» LIST OF TASKS:
**1)** According to the text on wireless data technologies, in what topologies do nodes in a wireless sensor network typically connect?
**2)** Summarize the text on wireless data technologies in two sentences.
**3)** Resume the text on wireless data technologies after its final sentence.

» PAGE TEXT:

++++

A wide variety of different wireless data technologies exist, some in direct competition with one another, others designed for specific applications. Wireless technologies can be evaluated by a variety of different metrics of which some are described in this entry.

Standards can be grouped as follows in increasing range order:

Personal area network (PAN) systems are intended for short range communication between devices typically controlled by a single person. Some examples include wireless headsets for mobile phones or wireless heart rate sensors communicating with a wrist watch. Some of these technologies include standards such as ANT UWB, Bluetooth, Zigbee, and Wireless USB.

Wireless Sensor Networks (WSN / WSAN) are, generically, networks of low-power, low-cost devices that interconnect wirelessly to collect, exchange, and sometimes act-on data collected from their physical environments - "sensor networks".  Nodes typically connect in a star or mesh topology.  While most individual nodes in a WSAN are expected to have limited range (Bluetooth, Zigbee, 6LoWPAN, etc.), particular nodes may be capable of more expansive communications (Wi-Fi, Cellular networks, etc.) and any individual WSAN can span a wide geographical range.  An example of a WSAN would be a collection of sensors arranged throughout an agricultural facility to monitor soil moisture levels, report the data back to a computer in the main office for analysis and trend modeling, and maybe turn on automatic watering spigots if the level is too low.

++++

» Object pointing dataset rows:

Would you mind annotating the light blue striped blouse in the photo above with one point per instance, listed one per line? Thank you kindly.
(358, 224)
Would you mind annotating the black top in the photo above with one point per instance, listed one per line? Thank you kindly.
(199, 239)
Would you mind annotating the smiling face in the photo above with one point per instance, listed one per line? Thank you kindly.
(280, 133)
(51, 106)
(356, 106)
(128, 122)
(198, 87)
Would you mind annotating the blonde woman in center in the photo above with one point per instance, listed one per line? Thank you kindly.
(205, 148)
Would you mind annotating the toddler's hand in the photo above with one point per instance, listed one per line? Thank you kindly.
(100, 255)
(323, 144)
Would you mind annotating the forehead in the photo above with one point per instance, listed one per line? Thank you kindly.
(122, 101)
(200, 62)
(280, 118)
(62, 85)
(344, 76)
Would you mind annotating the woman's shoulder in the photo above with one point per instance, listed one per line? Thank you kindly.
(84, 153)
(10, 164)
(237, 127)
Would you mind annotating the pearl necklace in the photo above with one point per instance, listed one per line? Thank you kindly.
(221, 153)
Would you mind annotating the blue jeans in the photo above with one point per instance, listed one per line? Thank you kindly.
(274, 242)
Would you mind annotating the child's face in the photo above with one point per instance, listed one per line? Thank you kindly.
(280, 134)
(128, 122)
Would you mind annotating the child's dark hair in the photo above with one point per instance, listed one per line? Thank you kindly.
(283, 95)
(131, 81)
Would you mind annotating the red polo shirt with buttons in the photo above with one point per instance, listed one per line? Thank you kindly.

++++

» EXPECTED RESPONSES:
**1)** Nodes typically connect in a star or mesh topology.

**2)** Many wireless data technologies exist and can be evaluated by various metrics, with standards grouped by increasing range, starting with personal area networks for short-range communication between devices controlled by one person, such as Bluetooth, Zigbee, and Wireless USB. Wireless sensor networks link low-power, low-cost devices that collect, exchange, and sometimes act on environmental data, usually in a star or mesh topology, and can span a wide geographical range, as in soil moisture monitoring at an agricultural facility.

**3)**
For wider area communications, wireless local area network (WLAN) is used. WLANs are often known by their commercial product name Wi-Fi. These systems are used to provide wireless access to other systems on the local network such as other computers, shared printers, and other such devices or even the internet. Typically a WLAN offers much better speeds and delays within the local network than an average consumer's Internet access. Older systems that provide WLAN functionality include DECT and HIPERLAN. These however are no longer in widespread use. One typical characteristic of WLANs is that they are mostly very local, without the capability of seamless movement from one network to another.

Cellular networks or WAN are designed for citywide/national/global coverage areas and seamless mobility from one access point (often defined as a base station) to another allowing seamless coverage for very wide areas. Cellular network technologies are often split into 2nd generation 2G, 3G and 4G networks. Originally 2G networks were voice centric or even voice only digital cellular systems (as opposed to the analog 1G networks). Typical 2G standards include GSM and IS-95 with extensions via GPRS, EDGE and 1xRTT, providing Internet access to users of originally voice centric 2G networks. Both EDGE and 1xRTT are 3G standards, as defined by the ITU, but are usually marketed as 2.9G due to their comparatively low speeds and high delays when compared to true 3G technologies.

True 3G systems such as EV-DO, W-CDMA (including HSPA and HSPA+) provide combined circuit switched and packet switched data and voice services from the outset, usually at far better data rates than 2G networks with their extensions. All of these services can be used to provide combined mobile voice access and Internet access at remote locations.

4G networks provide even higher bitrates and many architectural improvements, which are not necessarily visible to the consumer. The current 4G systems that are deployed widely are WIMAX and LTE. The two are pure packet based networks without traditional voice circuit capabilities. These networks provide voice services via VoIP or VoLTE.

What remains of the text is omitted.